> _What the exercise asks_
Select every line of the material below that contains the word "white" and copy each one out. Letter case matters.

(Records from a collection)
##############################

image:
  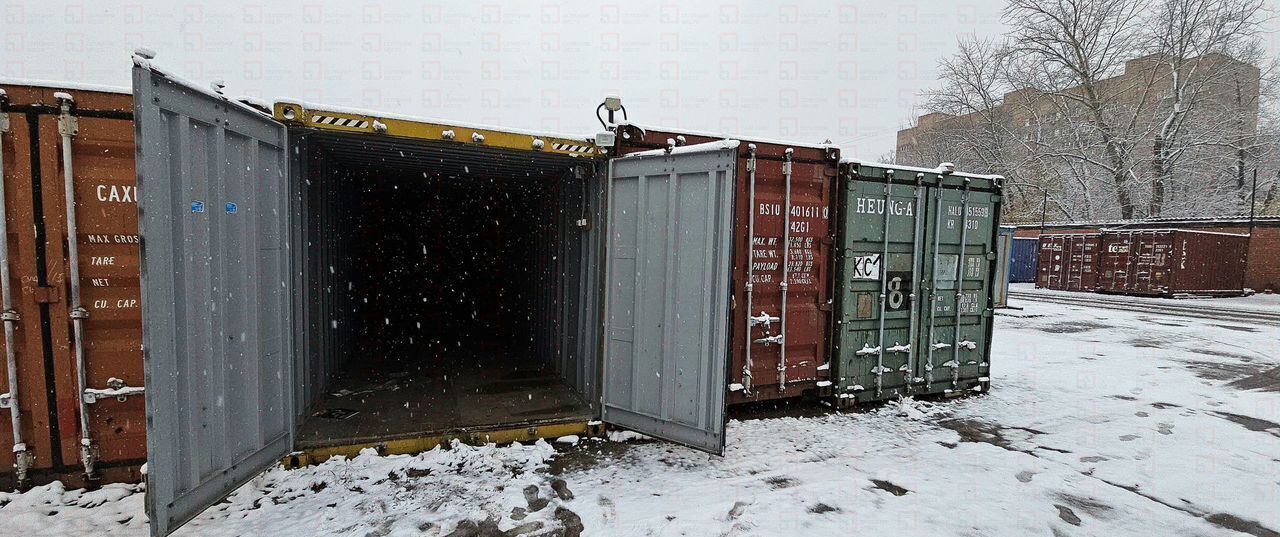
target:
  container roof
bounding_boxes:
[274,101,604,157]
[307,133,588,180]
[0,77,133,95]
[1006,215,1280,229]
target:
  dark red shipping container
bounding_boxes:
[0,84,146,485]
[618,125,840,404]
[1100,229,1249,297]
[1036,233,1102,292]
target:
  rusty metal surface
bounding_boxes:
[1036,233,1102,292]
[0,86,146,479]
[618,125,838,404]
[1100,229,1249,295]
[0,86,60,474]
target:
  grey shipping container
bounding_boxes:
[832,161,1001,405]
[133,56,739,536]
[1009,237,1039,284]
[993,225,1018,308]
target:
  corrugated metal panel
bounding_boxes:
[1009,237,1039,284]
[133,61,293,536]
[0,86,146,485]
[0,86,61,485]
[573,172,608,407]
[618,125,840,404]
[603,142,737,454]
[1036,233,1102,292]
[41,95,146,473]
[993,226,1016,308]
[1098,229,1249,295]
[832,162,1001,404]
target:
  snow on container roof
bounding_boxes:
[614,121,836,150]
[127,54,270,116]
[275,98,595,144]
[274,101,604,157]
[0,77,133,95]
[627,134,742,157]
[1010,215,1280,229]
[840,157,1005,179]
[1102,228,1249,237]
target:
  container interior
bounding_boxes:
[294,133,596,448]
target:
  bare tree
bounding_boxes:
[1143,0,1266,216]
[1005,0,1155,219]
[896,0,1280,220]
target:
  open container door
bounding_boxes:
[133,56,293,536]
[602,141,739,454]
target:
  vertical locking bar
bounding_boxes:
[905,173,924,393]
[55,92,97,479]
[778,147,795,391]
[951,178,969,389]
[0,90,35,490]
[924,186,942,389]
[742,143,756,396]
[876,170,893,398]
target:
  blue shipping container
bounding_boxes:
[1009,237,1039,284]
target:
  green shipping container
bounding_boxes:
[832,161,1002,407]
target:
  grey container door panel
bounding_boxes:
[602,142,737,454]
[133,60,294,536]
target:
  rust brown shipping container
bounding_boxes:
[0,83,146,482]
[1036,233,1102,292]
[618,125,840,404]
[1100,229,1249,297]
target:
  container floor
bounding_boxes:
[296,352,594,449]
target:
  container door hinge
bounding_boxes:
[748,312,781,329]
[83,377,146,404]
[753,334,782,345]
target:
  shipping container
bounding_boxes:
[618,124,840,404]
[1036,233,1102,292]
[993,225,1018,308]
[1100,229,1249,297]
[832,161,1002,405]
[1009,237,1039,284]
[0,83,146,485]
[133,56,788,536]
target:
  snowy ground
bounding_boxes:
[0,295,1280,537]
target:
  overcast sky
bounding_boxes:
[0,0,1276,157]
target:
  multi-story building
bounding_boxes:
[896,54,1275,220]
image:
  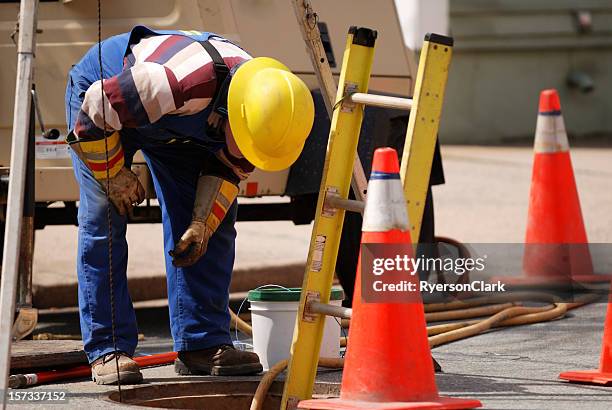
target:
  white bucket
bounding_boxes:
[249,288,342,370]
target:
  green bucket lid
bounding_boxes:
[249,288,344,302]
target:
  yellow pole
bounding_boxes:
[400,34,453,243]
[281,27,376,409]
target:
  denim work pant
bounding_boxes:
[72,135,236,362]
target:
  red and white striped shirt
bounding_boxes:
[74,35,252,179]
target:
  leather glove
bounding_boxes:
[170,175,238,267]
[100,167,145,215]
[170,221,213,268]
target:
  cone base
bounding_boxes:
[298,396,482,410]
[559,370,612,386]
[489,274,612,286]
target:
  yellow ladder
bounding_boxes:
[281,27,453,409]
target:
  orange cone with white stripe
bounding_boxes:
[503,89,609,284]
[298,148,481,410]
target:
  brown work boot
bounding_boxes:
[91,352,142,384]
[174,345,263,376]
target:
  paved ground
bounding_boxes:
[34,146,612,294]
[14,146,612,409]
[8,304,612,410]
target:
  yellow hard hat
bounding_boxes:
[227,57,314,171]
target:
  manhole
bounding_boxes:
[108,379,340,410]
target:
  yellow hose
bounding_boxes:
[241,292,596,410]
[250,357,344,410]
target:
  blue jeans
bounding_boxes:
[72,135,237,362]
[66,56,237,362]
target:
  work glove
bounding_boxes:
[170,221,214,268]
[100,167,145,215]
[169,175,238,268]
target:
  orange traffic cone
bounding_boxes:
[298,148,481,410]
[559,286,612,385]
[503,89,609,284]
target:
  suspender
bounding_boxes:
[199,40,229,100]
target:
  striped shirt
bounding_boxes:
[74,35,253,179]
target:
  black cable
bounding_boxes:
[98,0,123,403]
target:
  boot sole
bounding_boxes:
[91,372,142,385]
[174,359,263,376]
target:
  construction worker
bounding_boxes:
[66,26,314,384]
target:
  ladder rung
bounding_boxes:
[325,192,365,214]
[349,93,412,110]
[308,302,353,319]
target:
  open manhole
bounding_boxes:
[108,379,340,410]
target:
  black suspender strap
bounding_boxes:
[199,40,229,98]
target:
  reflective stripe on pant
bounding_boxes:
[72,135,237,362]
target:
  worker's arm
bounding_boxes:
[74,63,183,180]
[170,121,255,267]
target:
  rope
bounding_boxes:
[98,0,123,403]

##############################

> _Full answer_
  white bucket
  red and white striped shirt
  orange cone with white stripe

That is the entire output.